**Exercise description:** Copy each line exactly.

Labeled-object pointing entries

= = = =

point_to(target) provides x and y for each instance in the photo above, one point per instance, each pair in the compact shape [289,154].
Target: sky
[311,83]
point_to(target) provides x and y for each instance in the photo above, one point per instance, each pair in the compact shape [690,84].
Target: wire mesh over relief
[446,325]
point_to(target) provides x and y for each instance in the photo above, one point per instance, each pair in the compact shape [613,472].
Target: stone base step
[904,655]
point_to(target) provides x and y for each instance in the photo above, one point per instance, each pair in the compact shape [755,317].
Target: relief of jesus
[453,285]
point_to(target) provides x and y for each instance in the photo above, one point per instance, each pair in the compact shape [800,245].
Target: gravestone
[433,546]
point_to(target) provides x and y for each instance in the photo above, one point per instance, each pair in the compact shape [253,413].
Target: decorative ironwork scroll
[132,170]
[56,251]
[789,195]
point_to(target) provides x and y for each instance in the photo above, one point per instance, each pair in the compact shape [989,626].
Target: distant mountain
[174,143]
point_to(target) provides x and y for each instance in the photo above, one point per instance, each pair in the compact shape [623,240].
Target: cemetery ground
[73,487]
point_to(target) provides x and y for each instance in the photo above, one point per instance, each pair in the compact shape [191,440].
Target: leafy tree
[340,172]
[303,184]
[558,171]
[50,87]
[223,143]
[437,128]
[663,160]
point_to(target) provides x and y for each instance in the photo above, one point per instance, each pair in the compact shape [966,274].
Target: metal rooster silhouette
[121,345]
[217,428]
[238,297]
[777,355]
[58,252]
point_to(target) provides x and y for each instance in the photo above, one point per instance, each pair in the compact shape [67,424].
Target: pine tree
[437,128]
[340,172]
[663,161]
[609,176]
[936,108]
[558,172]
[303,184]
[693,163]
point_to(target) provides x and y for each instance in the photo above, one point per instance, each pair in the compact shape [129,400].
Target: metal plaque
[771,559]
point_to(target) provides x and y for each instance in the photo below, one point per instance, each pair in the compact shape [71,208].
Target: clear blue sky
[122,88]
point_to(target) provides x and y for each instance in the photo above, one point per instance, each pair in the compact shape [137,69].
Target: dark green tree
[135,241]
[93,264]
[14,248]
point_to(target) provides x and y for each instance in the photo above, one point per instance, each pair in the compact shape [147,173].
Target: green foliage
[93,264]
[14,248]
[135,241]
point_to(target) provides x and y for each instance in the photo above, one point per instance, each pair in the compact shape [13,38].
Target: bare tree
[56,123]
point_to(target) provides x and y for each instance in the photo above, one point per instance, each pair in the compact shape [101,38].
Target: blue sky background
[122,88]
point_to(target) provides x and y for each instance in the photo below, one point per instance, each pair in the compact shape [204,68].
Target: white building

= = = =

**Answer for this exercise:**
point_to(target) provides x and y for each instance in the photo above, one point per instance, each pair in the compact shape [289,154].
Target: sky
[311,83]
point_to(target) provides x and y for each instance in the photo above, one point per instance, each pair in the compact shape [690,84].
Target: wire mesh over relief
[446,325]
point_to(target) provides x and y for each instance in the photo above, one point per instance, each pair in the compact shape [613,472].
Target: stone base step
[904,655]
point_to(target) provides x and y for each instance in the photo above, one point per instance, each pair in the compact shape [755,317].
Target: relief of jesus
[453,285]
point_to(target) provides x and y for each instance in the photo above, one point per instance, each pair in the compact shape [800,245].
Target: gravestone
[433,546]
point_to(target) provides x and y for each instance in the photo above, one point per instance, each pair in the compact shape [253,413].
Target: decorative ironwork scroll
[132,170]
[56,251]
[789,195]
point_to(target) provides x and y for each instance in the photo above, one point per instance, each pair in the compact shape [989,626].
Target: distant mountain
[174,143]
point_to(target) provides x and y for each instance in the photo above, one point per instance, each pair in the compact shape [623,240].
Target: cemetery ground
[73,487]
point_to(target) provides x and y for each instance in the photo above, one point per instance, each pair in the compact shape [191,440].
Target: leafy tree
[340,172]
[303,184]
[558,171]
[50,87]
[223,143]
[437,128]
[663,160]
point_to(target) provides x and y for each instance in the photo above, one point per instance, each pair in the compact shape [966,274].
Target: metal rooster silhouette
[121,345]
[217,428]
[238,297]
[777,355]
[58,252]
point_to(target) provides x and y for each instance in the photo above, one point per instance, each pair in the compact shape [67,424].
Target: pine tree
[437,128]
[340,172]
[663,161]
[609,176]
[936,108]
[558,172]
[303,184]
[693,163]
point_to(target) provides x and y for each instance in the photo above, one point per instance, each pair in the compact shape [129,400].
Target: metal plaque
[771,559]
point_to(target) provides x and y for each instance in the photo below, one point per instance, each pair in the compact shape [71,208].
Target: clear blue sky
[122,88]
point_to(target) provides x and y for each instance in the photo above, one point per instance, each pair in the compact shape [137,69].
Target: dark green tree
[135,241]
[93,264]
[14,248]
point_to(target) provides x and y for each instance in the photo above, one point per instance, each pair in the compact shape [147,173].
Target: green foliage
[93,264]
[14,248]
[135,241]
point_to(target) provides x and y for each instance in the photo above, one point per instance, each pair in the compact shape [13,38].
Target: bare tree
[56,123]
point_to(target) provides x and y for each instance in the photo above, one point per instance, each pair in the compact shape [101,38].
Target: blue sky background
[122,88]
point_to(target) provides x and y for each instance in the photo below, one point per instance, each pair in the compact shape [204,68].
Target: white building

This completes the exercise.